- **Task details**
Lines holding the string "pixel" are the ones to copy; find them all in the data.

[Data excerpts]

>>

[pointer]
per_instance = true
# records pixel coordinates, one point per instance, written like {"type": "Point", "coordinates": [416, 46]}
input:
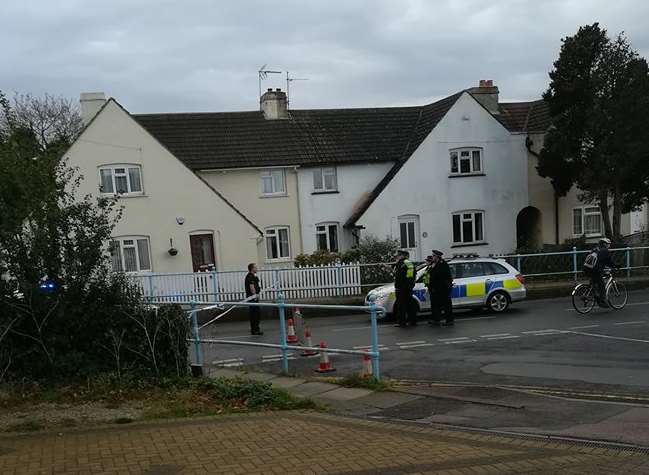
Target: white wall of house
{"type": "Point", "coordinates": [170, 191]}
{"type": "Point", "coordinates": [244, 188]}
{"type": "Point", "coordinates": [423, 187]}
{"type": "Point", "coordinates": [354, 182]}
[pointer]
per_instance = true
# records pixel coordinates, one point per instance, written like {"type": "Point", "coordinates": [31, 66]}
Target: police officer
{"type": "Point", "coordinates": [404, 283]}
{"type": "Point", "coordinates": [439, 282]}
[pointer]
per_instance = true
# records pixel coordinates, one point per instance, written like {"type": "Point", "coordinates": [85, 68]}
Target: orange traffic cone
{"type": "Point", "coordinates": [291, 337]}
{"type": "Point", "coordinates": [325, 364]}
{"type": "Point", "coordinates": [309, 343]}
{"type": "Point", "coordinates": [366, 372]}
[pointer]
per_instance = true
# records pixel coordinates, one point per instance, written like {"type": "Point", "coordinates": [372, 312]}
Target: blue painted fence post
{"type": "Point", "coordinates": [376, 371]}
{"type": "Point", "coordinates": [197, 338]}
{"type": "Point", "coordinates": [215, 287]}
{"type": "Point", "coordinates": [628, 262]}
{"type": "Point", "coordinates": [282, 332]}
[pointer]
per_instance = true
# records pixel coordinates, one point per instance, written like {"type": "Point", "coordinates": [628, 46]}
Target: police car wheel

<<

- **Task response**
# records pixel coordinates, one point per instance, written like {"type": "Point", "coordinates": [416, 46]}
# records pixel coordinates, one point per instance, written like {"type": "Point", "coordinates": [31, 66]}
# records pixel coordinates, one point per instance, written like {"type": "Point", "coordinates": [85, 68]}
# records pixel coordinates, one point per instance, written like {"type": "Point", "coordinates": [372, 312]}
# records pixel coordinates, one point per instance, written like {"type": "Point", "coordinates": [628, 46]}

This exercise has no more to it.